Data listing
┌──
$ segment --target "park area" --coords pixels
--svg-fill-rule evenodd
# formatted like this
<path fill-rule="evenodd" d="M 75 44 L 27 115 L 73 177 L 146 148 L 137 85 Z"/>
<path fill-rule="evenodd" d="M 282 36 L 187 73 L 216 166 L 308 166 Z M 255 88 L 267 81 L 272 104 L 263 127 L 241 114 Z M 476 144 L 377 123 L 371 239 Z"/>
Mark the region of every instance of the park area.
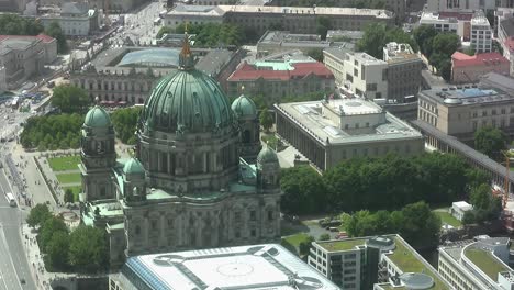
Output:
<path fill-rule="evenodd" d="M 74 193 L 74 201 L 79 200 L 79 193 L 82 191 L 80 170 L 78 164 L 80 164 L 79 155 L 58 156 L 48 158 L 48 166 L 55 174 L 57 181 L 64 191 L 71 190 Z"/>

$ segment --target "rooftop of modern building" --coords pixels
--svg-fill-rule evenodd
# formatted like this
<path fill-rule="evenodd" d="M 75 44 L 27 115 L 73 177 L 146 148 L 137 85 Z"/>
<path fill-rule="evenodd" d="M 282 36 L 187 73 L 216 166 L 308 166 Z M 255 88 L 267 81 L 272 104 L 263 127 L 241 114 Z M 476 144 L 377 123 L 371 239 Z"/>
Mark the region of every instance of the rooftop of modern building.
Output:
└──
* _WRITTEN PROBLEM_
Please write the records above again with "Mark the region" replaced by "Outline the area" and everything else unchanged, leaving the pictures out of your answer.

* _ANSWER BELOW_
$ segment --target "park area" --coords pixels
--svg-fill-rule evenodd
# formatted like this
<path fill-rule="evenodd" d="M 75 44 L 27 115 L 73 177 L 146 148 L 137 85 Z"/>
<path fill-rule="evenodd" d="M 282 36 L 187 73 L 216 166 L 308 166 Z M 255 88 L 267 81 L 272 104 L 263 127 L 241 114 Z M 476 144 L 377 123 L 371 239 Z"/>
Outline the area of every instance of the park area.
Output:
<path fill-rule="evenodd" d="M 74 193 L 74 201 L 79 200 L 79 193 L 82 191 L 80 170 L 78 164 L 80 164 L 79 155 L 58 156 L 48 158 L 48 166 L 55 174 L 57 181 L 64 191 L 71 190 Z"/>

$ segment --target "rooftop of modern building" --coords pixels
--svg-fill-rule evenodd
# formatted like this
<path fill-rule="evenodd" d="M 75 44 L 27 115 L 73 177 L 146 148 L 137 85 Z"/>
<path fill-rule="evenodd" d="M 282 36 L 187 73 L 216 166 L 308 166 Z M 255 88 L 267 81 L 272 104 L 263 127 L 241 114 Z M 476 144 L 377 123 L 371 239 Z"/>
Outline the area of every instance of the rooftop of modern building.
Output:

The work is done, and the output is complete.